[Dataset items]
>> begin

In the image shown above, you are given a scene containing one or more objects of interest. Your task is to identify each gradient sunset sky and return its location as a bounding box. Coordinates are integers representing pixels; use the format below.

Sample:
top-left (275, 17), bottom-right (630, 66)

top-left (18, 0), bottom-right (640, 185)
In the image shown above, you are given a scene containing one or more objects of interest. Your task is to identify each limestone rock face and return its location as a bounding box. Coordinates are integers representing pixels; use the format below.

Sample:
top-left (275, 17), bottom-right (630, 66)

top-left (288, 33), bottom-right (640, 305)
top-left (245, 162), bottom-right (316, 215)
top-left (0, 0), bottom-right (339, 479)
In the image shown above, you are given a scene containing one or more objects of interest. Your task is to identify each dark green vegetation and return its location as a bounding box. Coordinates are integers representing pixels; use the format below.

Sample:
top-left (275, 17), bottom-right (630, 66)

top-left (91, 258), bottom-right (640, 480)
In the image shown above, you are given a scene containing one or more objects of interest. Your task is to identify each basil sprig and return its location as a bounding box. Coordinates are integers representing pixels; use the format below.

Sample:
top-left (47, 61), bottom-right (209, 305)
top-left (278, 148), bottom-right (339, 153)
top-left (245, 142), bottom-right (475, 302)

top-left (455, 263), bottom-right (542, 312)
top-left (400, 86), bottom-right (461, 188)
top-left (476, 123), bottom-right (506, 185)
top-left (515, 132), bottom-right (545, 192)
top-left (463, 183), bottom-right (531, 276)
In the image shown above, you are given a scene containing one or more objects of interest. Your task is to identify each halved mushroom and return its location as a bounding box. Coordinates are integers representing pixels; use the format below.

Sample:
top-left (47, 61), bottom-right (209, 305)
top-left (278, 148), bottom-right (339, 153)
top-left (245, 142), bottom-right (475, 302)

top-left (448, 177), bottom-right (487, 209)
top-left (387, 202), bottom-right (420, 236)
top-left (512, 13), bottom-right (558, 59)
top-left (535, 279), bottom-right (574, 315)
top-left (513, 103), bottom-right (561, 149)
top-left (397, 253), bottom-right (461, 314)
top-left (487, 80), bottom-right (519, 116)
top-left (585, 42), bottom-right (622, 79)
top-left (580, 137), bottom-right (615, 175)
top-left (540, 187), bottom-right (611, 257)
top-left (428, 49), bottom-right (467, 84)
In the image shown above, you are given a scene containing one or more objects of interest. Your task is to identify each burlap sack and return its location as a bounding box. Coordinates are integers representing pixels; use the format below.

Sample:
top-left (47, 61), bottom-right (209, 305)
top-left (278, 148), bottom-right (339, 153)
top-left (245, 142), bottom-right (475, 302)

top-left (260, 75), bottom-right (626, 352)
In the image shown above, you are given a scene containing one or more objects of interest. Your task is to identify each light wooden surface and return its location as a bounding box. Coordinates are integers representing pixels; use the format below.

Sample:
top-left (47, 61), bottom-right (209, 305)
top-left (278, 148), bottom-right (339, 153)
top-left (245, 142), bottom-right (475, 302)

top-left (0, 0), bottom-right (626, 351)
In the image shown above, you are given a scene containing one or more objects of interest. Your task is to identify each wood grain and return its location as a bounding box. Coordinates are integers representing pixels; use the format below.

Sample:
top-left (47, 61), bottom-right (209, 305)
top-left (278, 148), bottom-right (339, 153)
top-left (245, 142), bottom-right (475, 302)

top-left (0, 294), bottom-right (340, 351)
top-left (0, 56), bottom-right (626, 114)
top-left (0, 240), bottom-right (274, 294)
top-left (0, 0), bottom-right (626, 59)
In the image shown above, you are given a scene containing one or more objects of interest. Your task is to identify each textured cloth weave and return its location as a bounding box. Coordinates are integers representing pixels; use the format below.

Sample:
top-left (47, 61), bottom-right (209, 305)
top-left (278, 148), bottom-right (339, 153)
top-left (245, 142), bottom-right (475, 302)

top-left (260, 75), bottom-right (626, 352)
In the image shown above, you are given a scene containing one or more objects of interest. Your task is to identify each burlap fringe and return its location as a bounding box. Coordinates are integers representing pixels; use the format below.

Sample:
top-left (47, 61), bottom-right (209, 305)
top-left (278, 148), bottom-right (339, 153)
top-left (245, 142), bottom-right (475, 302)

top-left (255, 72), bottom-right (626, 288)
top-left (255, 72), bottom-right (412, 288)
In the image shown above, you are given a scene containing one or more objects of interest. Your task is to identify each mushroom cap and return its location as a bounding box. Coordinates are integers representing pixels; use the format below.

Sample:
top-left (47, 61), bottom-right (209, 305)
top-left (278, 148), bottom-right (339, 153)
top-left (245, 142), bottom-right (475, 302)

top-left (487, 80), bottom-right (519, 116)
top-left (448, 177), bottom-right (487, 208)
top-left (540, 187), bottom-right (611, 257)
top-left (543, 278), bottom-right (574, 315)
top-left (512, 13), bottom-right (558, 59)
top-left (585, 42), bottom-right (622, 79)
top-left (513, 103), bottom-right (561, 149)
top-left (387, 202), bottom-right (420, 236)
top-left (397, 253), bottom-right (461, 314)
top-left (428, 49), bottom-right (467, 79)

>> end

EXERCISE DESCRIPTION. Can you reproduce, word for word, every line of the items from the one containing "each burlap fringe" through the last line of the items, both ends included?

WRITTEN REPLY.
In the image shown above, you are given a scene containing one or more objects of interest. Your task is to identify each burlap fringe and return its location as a bounding box. Coordinates are integers representing pixels; use the format below.

Sample:
top-left (47, 61), bottom-right (209, 305)
top-left (278, 148), bottom-right (339, 153)
top-left (245, 142), bottom-right (475, 302)

top-left (255, 72), bottom-right (626, 288)
top-left (255, 72), bottom-right (412, 288)
In the image shown above, you are given a scene containing one or more objects of interest. Your task is to identify each mushroom cap and return its location as a bounding box. Coordinates are integers representing pixels; use the format below.

Sample:
top-left (47, 61), bottom-right (209, 305)
top-left (278, 148), bottom-right (339, 153)
top-left (245, 142), bottom-right (475, 302)

top-left (487, 80), bottom-right (519, 116)
top-left (448, 177), bottom-right (487, 208)
top-left (540, 187), bottom-right (611, 257)
top-left (543, 278), bottom-right (574, 315)
top-left (512, 13), bottom-right (558, 59)
top-left (585, 42), bottom-right (622, 79)
top-left (513, 103), bottom-right (561, 149)
top-left (387, 202), bottom-right (420, 236)
top-left (397, 253), bottom-right (461, 314)
top-left (428, 49), bottom-right (467, 79)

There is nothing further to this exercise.